Le film Seul au monde (Cast away) contient plusieurs leçons économiques, mais la plus importante est la suivante : pour la plupart d’entre nous, nous ne ne voyons pas les miracles qui nous entourent.

Article original paru dans la Foundation for Economic Education.

 

Seul au monde et Robinson Crusoé

Seul au monde raconte l’histoire de Chuck Noland (Tom Hanks), analyste de systèmes chez FedEx obsédé par l’efficacité. Lors d’un voyage d’affaires, l’avion de Chuck s’écrase pendant une tempête. Il est le seul survivant et échoue sur une île inhabitée quelque part dans l’océan Pacifique, à des milliers de kilomètres de sa petite amie, Kelly (Helen Hunt), et du dentiste qu’il devait voir avant que son avion ne s’écrase. (Alerte au spoiler !)

Chuck se rend vite compte que ses chances d’être secouru sont minces. On comprend vite que le sauvetage n’est pas son objectif premier, mais bien sa survie. Il doit trouver de la nourriture et de l’eau potable. Comment se réchauffer, comment fabriquer des outils. Pendant ce temps, il est confronté à des défis physiques et émotionnels.

Au fil des ans, il lutte non seulement contre la nature, mais aussi contre la chose la plus terrifiante qui soit : l’isolement total. Pour garder la raison, Chuck s’invente un compagnon à partir d’un ballon de volley-ball trouvé dans l’un de ses colis FedEx, et qu’il prénomme Wilson.

Seul au monde a remporté un vif succès auprès du public et de la critique. Le film a rapporté 430 millions de dollars au box office pour un budget de production de 90 millions de dollars, et a obtenu un score de 89 % sur 158 critiques sur Rotten Tomatoes.

On peut comprendre pourquoi le public a été attiré par le film, mais ce n’est que récemment que j’ai compris pourquoi les économistes allaient l’adorer.

Seul au monde est un film qui explore de nombreuses facettes d’une économie à la Robinson Crusoé, une expérience de pensée que les économistes ont toujours utilisé pour explorer la microéconomie et les avantages de choses telles que le commerce, la division du travail, la valeur et d’autres idées économiques.
····················
Consigne: Relevez toutes les valeurs chiffrées que l'extrait donne sur le budget, les recettes et l'accueil critique de Seul au monde, en indiquant ce que chacune mesure.

Matériel:
····················
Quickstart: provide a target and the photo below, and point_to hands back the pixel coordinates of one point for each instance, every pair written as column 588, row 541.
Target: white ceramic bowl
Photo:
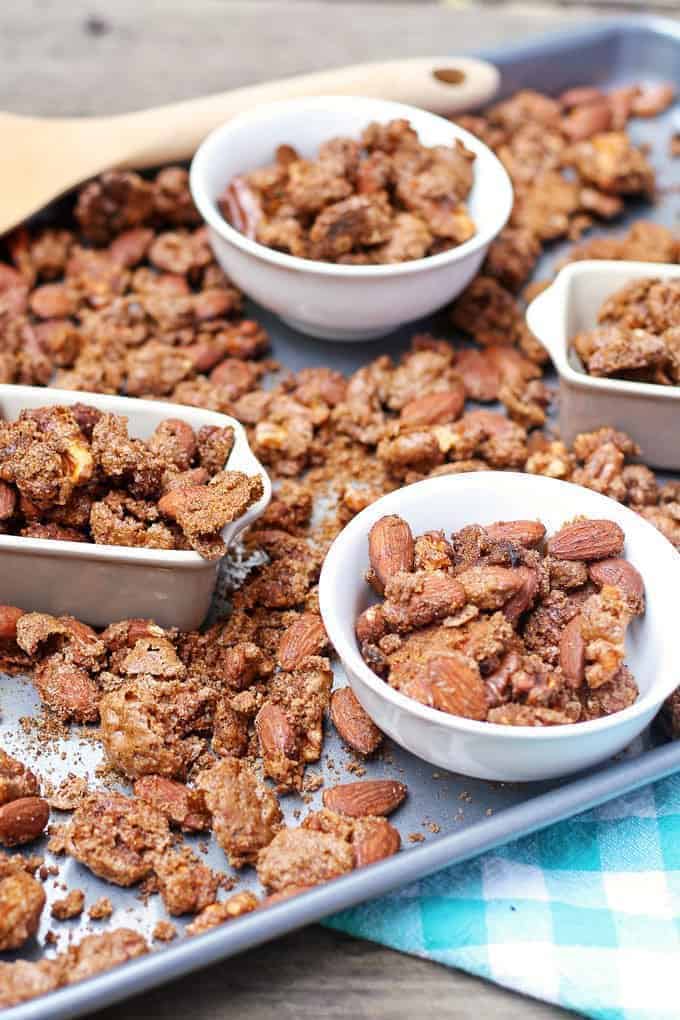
column 341, row 302
column 649, row 413
column 103, row 583
column 484, row 750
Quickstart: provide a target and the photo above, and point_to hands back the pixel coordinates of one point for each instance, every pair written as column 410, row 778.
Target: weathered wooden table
column 84, row 57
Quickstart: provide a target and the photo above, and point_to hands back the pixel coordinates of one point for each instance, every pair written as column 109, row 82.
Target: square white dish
column 102, row 583
column 648, row 412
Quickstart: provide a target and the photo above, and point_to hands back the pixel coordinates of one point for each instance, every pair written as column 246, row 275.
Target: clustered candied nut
column 638, row 334
column 189, row 719
column 500, row 625
column 384, row 198
column 74, row 473
column 129, row 300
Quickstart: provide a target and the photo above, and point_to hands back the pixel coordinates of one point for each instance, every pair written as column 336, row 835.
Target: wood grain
column 318, row 974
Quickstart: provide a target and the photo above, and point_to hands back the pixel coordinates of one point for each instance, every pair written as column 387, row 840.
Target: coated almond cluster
column 196, row 723
column 75, row 474
column 384, row 198
column 499, row 625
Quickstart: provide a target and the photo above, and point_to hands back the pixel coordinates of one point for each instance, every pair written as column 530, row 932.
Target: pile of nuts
column 638, row 335
column 493, row 625
column 210, row 728
column 73, row 473
column 190, row 720
column 384, row 198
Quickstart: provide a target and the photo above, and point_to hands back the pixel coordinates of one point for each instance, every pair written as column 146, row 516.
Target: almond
column 434, row 408
column 7, row 501
column 22, row 820
column 572, row 653
column 304, row 638
column 488, row 587
column 621, row 574
column 390, row 549
column 374, row 839
column 521, row 532
column 8, row 617
column 274, row 731
column 353, row 722
column 586, row 540
column 520, row 602
column 457, row 685
column 480, row 376
column 418, row 599
column 369, row 797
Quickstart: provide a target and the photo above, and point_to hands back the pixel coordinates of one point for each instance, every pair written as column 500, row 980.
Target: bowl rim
column 343, row 638
column 264, row 112
column 175, row 558
column 558, row 296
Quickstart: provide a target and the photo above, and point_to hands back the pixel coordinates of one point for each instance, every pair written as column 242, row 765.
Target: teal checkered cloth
column 584, row 914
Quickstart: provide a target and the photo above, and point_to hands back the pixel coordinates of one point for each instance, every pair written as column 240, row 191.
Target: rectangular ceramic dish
column 473, row 816
column 102, row 583
column 649, row 413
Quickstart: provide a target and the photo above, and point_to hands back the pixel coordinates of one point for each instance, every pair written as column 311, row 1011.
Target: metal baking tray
column 472, row 816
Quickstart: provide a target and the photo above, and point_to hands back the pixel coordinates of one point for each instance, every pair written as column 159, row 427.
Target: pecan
column 390, row 549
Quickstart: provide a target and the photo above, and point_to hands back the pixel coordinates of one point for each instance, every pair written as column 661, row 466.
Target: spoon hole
column 450, row 75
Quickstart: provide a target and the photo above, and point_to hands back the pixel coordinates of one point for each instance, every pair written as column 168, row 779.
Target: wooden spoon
column 43, row 157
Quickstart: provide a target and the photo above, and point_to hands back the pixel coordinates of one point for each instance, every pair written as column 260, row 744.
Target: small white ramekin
column 483, row 750
column 341, row 302
column 103, row 583
column 649, row 413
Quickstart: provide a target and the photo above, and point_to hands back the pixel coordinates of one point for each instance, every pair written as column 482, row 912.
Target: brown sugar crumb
column 21, row 903
column 246, row 814
column 164, row 931
column 68, row 794
column 303, row 857
column 116, row 837
column 218, row 913
column 385, row 199
column 101, row 909
column 71, row 906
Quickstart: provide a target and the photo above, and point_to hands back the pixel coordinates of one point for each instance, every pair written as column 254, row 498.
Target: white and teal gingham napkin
column 584, row 914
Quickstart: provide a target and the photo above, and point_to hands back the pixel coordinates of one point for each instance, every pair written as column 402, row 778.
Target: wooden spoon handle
column 442, row 85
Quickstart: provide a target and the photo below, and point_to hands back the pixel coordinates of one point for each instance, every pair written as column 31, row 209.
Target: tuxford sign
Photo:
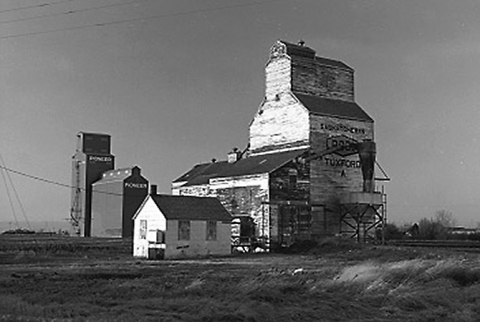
column 348, row 145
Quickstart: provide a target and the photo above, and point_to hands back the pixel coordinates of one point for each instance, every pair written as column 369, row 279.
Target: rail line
column 436, row 243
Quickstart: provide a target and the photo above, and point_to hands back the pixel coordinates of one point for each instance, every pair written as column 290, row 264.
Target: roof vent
column 234, row 155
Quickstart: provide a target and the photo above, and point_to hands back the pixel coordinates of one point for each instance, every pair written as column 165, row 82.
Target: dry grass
column 350, row 284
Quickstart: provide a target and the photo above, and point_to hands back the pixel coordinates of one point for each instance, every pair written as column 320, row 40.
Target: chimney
column 234, row 155
column 153, row 190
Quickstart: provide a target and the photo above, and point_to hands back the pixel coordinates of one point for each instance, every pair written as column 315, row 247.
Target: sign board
column 349, row 145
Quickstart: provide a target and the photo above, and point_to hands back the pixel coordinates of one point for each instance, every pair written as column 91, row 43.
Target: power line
column 15, row 192
column 10, row 199
column 41, row 5
column 116, row 22
column 56, row 183
column 70, row 12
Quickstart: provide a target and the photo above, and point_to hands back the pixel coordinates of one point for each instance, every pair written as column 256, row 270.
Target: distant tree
column 445, row 218
column 431, row 229
column 391, row 231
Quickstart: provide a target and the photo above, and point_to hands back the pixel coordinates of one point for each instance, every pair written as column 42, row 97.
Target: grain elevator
column 300, row 177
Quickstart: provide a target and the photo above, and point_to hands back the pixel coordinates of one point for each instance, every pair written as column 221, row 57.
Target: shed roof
column 191, row 208
column 265, row 163
column 333, row 107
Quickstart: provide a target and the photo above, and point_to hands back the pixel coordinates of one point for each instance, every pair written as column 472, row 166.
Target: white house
column 167, row 226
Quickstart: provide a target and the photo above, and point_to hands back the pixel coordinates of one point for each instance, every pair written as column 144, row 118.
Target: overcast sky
column 181, row 85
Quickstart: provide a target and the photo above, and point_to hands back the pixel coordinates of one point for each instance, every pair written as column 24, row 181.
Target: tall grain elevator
column 302, row 176
column 91, row 159
column 115, row 199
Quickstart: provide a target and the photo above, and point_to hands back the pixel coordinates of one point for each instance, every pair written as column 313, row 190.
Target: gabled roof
column 307, row 52
column 333, row 107
column 191, row 208
column 265, row 163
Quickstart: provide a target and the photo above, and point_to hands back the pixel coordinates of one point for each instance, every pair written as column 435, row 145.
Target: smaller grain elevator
column 91, row 159
column 115, row 199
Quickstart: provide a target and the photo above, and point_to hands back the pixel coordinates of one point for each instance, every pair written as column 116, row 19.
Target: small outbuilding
column 167, row 226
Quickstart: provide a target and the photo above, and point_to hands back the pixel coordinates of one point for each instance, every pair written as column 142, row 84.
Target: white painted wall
column 197, row 246
column 155, row 221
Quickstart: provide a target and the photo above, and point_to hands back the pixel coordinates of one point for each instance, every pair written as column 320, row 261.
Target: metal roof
column 265, row 163
column 115, row 175
column 333, row 107
column 307, row 52
column 191, row 208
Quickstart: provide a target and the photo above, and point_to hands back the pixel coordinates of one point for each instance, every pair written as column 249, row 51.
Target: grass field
column 46, row 280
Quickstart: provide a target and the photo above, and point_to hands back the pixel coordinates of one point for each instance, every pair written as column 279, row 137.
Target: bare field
column 336, row 282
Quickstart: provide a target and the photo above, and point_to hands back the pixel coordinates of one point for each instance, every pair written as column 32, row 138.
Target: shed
column 167, row 226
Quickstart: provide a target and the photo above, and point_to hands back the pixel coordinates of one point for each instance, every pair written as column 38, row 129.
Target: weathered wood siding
column 333, row 174
column 311, row 77
column 288, row 184
column 280, row 124
column 197, row 245
column 243, row 195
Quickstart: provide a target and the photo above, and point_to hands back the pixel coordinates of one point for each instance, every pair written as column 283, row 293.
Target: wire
column 58, row 183
column 41, row 5
column 16, row 193
column 10, row 198
column 115, row 22
column 70, row 12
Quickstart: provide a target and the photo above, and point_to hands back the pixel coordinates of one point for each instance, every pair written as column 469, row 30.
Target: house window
column 183, row 230
column 211, row 230
column 292, row 178
column 143, row 229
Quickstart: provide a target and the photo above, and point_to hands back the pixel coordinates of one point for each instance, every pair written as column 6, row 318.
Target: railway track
column 436, row 243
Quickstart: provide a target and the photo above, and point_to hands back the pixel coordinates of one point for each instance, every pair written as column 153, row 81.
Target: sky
column 177, row 82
····················
Solution commentée:
- 430 millions de dollars : recettes au box-office
- 90 millions de dollars : budget de production
- 89 % : score obtenu sur Rotten Tomatoes
- 158 : nombre de critiques sur lesquelles repose ce score